Task objective =
Start with the line containing "Pressing-analysis tagging request: spot the woman's eye in" and write out each line through the end of the listing, exactly as given.

Material for this task =

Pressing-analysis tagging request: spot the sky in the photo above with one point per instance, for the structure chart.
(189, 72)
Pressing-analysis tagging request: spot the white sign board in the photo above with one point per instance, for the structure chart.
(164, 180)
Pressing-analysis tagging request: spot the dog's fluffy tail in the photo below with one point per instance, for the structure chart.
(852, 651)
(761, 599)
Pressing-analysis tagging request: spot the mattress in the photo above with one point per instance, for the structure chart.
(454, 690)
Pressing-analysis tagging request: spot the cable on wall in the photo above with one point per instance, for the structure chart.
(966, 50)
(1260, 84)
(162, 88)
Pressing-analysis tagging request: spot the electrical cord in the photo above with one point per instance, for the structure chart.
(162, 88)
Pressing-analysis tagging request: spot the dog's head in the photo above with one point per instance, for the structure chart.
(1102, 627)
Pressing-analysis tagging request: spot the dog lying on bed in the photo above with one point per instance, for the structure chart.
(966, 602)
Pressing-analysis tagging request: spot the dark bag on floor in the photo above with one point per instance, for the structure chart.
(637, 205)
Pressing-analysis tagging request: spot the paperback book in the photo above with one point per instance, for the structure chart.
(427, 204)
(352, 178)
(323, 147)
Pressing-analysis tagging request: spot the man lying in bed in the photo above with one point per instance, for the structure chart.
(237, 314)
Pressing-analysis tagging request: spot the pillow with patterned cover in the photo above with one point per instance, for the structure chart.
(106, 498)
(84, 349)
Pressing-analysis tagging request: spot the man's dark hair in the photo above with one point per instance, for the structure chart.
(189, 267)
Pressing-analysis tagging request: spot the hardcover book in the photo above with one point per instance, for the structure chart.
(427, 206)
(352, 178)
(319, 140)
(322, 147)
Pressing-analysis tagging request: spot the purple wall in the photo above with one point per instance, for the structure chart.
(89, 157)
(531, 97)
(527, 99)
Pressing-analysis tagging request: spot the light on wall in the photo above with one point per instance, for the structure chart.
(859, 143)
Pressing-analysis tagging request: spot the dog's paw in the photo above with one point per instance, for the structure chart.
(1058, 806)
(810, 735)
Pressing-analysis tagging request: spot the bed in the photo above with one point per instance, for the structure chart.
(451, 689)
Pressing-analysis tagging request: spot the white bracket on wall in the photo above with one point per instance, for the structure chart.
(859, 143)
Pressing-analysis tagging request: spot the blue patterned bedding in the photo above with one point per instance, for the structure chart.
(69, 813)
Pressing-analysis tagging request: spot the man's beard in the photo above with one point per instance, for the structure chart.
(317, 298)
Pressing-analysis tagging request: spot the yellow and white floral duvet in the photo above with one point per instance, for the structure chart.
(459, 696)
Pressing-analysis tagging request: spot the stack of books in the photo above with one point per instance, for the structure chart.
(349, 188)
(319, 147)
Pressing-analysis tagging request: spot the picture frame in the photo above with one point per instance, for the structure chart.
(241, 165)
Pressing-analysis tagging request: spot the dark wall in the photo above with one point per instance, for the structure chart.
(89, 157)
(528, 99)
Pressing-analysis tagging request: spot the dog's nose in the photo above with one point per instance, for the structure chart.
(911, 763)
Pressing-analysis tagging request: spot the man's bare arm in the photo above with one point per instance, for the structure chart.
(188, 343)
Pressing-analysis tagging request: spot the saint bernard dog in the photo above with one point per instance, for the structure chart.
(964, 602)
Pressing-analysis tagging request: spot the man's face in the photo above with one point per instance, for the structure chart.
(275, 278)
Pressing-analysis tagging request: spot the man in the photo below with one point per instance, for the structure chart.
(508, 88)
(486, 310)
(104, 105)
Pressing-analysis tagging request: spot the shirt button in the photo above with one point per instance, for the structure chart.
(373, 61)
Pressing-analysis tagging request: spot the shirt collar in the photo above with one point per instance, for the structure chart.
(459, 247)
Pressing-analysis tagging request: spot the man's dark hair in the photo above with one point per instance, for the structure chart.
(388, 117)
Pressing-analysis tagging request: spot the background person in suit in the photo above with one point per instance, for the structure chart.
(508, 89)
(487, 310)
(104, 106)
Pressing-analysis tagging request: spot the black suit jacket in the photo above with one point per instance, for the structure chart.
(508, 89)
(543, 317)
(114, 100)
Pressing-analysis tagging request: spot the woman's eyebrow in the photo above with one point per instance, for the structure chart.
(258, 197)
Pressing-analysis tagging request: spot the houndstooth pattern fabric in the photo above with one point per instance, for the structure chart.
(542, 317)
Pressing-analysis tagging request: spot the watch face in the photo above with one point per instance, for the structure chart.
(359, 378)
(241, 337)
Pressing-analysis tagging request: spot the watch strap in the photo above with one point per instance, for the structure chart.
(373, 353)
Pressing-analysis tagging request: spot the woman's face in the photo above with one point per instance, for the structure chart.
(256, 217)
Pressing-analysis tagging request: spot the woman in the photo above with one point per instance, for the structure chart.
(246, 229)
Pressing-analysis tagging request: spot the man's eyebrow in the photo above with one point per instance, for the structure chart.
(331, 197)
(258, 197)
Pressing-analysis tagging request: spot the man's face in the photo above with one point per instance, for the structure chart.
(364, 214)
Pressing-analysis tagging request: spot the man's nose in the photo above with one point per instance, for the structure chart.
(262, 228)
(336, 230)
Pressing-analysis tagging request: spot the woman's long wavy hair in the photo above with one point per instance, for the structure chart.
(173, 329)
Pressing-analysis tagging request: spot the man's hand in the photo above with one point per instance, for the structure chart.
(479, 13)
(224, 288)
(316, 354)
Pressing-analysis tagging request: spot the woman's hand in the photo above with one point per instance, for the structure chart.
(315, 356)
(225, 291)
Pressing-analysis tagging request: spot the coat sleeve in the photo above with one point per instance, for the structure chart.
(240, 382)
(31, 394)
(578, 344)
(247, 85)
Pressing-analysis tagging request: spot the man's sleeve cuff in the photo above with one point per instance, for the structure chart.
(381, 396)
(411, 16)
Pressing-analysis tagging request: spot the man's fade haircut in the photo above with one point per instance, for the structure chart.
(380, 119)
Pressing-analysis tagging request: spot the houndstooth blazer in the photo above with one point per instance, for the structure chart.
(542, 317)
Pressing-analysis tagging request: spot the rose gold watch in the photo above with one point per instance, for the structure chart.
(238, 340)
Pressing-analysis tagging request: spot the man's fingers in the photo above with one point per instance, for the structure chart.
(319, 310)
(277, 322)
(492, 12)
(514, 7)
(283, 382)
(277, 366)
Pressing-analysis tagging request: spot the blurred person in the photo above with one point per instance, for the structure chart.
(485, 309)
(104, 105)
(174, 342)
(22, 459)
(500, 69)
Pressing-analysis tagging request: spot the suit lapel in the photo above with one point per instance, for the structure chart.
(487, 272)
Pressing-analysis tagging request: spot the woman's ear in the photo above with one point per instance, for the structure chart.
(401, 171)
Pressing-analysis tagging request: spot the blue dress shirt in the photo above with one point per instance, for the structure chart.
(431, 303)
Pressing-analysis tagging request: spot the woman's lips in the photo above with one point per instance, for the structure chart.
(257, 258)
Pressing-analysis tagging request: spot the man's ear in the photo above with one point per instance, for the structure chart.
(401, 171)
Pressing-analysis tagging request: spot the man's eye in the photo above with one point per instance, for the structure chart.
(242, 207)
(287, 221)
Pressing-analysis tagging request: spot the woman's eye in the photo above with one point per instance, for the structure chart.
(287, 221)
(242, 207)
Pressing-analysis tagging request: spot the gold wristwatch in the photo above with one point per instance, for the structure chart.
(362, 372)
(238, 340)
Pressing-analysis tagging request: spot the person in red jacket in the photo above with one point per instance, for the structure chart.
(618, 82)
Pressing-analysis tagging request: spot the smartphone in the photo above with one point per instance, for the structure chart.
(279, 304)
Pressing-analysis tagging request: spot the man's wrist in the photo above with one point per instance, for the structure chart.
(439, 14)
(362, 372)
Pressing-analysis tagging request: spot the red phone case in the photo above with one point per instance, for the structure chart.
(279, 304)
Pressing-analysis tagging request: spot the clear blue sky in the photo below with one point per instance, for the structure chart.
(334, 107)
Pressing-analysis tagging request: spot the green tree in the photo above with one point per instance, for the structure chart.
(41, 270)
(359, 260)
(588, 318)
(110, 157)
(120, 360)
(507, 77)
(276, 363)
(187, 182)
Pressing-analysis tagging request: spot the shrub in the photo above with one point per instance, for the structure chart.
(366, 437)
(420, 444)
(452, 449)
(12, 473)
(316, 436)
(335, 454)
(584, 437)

Expected answer =
Pressing-analysis tagging request: spot the woman's eye in the photo above with one point per instance, for the structure chart.
(287, 221)
(242, 207)
Pressing-analysis tagging request: spot the gold wristwatch in the photo above with one point per instance, for the structure chart.
(362, 372)
(238, 340)
Pressing-analysis tagging request: spot the person in red jacket in the photo above with one point per instance, for the structure chart.
(618, 82)
Pressing-analysis tagging request: spot the smartphone in the photo above with one point per instance, for the structure chart.
(279, 304)
Pressing-analysis tagging request: spot the man's wrist in the photo above with one point per instance, for the structure chart.
(439, 14)
(362, 372)
Pressing-analysis tagging request: spot the red phone case in the photo above with one point per instance, for the structure chart.
(279, 304)
Pressing-analysis tagging request: spot the clear blue sky in the photo below with one point per instance, for the structure chart.
(334, 107)
Pressing-analysis tagging request: spot the green tree in the photo above with one point per instance, for the structure chart.
(41, 270)
(359, 260)
(588, 318)
(110, 157)
(120, 360)
(507, 77)
(276, 363)
(187, 182)
Pressing-analysis tagging request: spot the shrub in the photo above with one point per instance, for the structure chart.
(366, 437)
(420, 444)
(452, 449)
(12, 473)
(316, 436)
(335, 454)
(584, 437)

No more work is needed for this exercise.